Provided passage:
<<<<

The changing nature of culture and social norms has had a dramatic impact on the tattoo industry in a variety of ways (O’Connor, 2015; Irwin, 2003; Lin, 1999). Lin (1999) states that the perception of an individual has a large impact on the ways that the legal system treats that individual; perceptions about an individual’s participation in a subculture like the tattoo subculture has, in the past, been a barrier to entry for individuals interested in utilizing the legal system (Lin, 1999; Posner, 2009).
Because of these barriers, the tattoo industry has had to build its own protections regarding originality and content (O’Connor, 2015; Posner, 2009). O’Connor (2015) suggests that the tattoo industry’s roots in “subculture” has had a lasting impact on the development of intellectual property law applicable to tattoos, tattoo artists, and the tattoo industry as a whole (O’Connor, 2015; Merges, 2013). O’Connor (2015) suggests that the perception of a lack of monetary gain is another reason that individuals in the legal system have long ignored potential cases regarding IP and tattoos, indicating again that insular subcultures are generally treated differently by the civil legal system (O’Connor, 2015; Lin, 1999; Harkins, 2006).
Whether negative spaces exist perpetually is not necessarily an important cause for concern regarding the nature of the tattoo industry—as it exists today, the tattoo industry is operating outside the legal norms of society, but within its own legalistic structure, with rules and regulations, and even punishments when someone runs afoul of the structure of the society (O’Connor, 2015; Harkins, 2006; Merges, 2003). However, the insular nature of the community is changing, and with these changes has come increasing questions about the nature of the legality of tattoos and the intellectual property associated with tattoo creation.
It was not until relatively recently that tattoos began to drive legal disputes regarding the nature of intellectual property. There are problems associated with the use of legal protections for tattoos—most clearly because there is a question of who, in fact, owns the rights to the artwork. Harkins (2006) notes that during legal claims on tattoos, there are generally three parties involved: first, the individual who owns the tattoo; second, the artist who created the tattoo; and third, a third party, usually an individual who stands to gain or lose financially from the existence of the tattoo on the first party (Harkins, 2006; Perzanowski, 2011). Perzanowski (2011) notes that there is particular trouble for artists who have created a custom piece—not flash work—and drawn it directly onto the client’s skin without using trace paper (Perzanowski, 2011). This further complicates the legal question regarding the ownership of the intellectual property rights to a specific design (Perzanowski, 2011).

>>>>

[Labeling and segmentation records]
<<<<

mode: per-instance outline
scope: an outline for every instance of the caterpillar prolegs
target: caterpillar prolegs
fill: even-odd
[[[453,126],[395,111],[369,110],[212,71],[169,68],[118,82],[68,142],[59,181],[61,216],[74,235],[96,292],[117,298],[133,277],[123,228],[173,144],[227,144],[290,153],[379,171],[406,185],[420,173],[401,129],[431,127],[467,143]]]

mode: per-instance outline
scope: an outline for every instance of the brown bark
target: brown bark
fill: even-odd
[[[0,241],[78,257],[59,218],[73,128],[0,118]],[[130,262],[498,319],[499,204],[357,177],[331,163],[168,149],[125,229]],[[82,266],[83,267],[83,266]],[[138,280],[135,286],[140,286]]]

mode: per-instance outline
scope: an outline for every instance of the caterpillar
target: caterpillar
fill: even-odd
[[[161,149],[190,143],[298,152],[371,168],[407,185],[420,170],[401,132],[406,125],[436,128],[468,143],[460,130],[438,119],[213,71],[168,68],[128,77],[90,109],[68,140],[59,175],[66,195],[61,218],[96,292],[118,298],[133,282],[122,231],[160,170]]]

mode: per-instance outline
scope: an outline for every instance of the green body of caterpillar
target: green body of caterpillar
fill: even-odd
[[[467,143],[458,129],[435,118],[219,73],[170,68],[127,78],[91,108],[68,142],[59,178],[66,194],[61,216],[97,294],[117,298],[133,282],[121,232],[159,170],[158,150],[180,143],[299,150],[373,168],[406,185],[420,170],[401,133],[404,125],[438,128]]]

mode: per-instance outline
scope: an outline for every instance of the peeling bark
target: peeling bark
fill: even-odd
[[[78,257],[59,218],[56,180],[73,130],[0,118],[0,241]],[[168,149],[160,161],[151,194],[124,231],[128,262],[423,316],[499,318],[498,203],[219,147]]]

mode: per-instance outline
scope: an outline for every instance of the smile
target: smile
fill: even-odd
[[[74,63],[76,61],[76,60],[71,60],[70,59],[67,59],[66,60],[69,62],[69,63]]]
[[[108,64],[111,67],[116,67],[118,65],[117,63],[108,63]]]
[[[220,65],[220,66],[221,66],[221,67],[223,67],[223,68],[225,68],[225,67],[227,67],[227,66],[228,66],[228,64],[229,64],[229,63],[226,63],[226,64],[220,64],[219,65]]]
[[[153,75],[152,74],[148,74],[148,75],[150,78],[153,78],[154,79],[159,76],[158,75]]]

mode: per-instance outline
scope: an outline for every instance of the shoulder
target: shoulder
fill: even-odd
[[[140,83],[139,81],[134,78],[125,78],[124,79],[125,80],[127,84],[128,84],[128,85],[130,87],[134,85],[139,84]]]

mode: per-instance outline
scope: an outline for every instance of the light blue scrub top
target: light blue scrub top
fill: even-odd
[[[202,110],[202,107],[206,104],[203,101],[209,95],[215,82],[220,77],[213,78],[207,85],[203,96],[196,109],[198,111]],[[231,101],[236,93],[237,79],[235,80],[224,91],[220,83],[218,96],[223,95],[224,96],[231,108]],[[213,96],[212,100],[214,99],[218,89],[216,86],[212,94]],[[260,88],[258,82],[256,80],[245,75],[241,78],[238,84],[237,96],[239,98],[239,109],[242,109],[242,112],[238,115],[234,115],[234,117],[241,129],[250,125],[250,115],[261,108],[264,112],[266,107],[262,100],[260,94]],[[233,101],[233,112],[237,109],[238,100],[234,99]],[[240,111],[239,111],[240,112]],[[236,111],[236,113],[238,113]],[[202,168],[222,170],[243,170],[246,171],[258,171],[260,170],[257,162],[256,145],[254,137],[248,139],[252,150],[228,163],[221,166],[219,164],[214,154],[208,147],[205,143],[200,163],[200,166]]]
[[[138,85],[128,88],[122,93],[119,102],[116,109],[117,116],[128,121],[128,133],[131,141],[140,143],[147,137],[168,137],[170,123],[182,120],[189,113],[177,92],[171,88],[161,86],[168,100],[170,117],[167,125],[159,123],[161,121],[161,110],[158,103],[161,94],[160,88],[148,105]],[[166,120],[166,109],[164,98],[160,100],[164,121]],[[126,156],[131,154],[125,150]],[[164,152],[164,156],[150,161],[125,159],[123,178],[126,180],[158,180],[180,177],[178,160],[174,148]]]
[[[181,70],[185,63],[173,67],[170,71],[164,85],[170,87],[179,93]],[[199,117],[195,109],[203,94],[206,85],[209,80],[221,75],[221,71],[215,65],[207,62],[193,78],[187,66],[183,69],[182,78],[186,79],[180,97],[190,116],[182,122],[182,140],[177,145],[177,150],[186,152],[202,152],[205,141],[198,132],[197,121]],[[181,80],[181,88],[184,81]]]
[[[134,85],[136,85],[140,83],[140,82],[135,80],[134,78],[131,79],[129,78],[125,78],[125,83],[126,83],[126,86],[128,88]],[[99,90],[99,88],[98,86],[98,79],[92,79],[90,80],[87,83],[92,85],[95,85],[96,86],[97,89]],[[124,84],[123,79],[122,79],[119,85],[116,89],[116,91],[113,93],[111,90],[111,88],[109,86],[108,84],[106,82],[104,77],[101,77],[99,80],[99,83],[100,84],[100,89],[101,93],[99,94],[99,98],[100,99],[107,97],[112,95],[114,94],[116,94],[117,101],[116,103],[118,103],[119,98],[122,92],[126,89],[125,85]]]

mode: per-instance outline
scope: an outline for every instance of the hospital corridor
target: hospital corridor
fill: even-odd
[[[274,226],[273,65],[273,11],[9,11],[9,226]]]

>>>>

Written request: In the passage on tattoos and intellectual property, which three parties does Harkins (2006) say are generally involved in legal claims on tattoos? Please answer in one sentence.

Response: The three parties are the individual who owns the tattoo, the artist who created it, and a third party who stands to gain or lose financially from the tattoo being on the first party.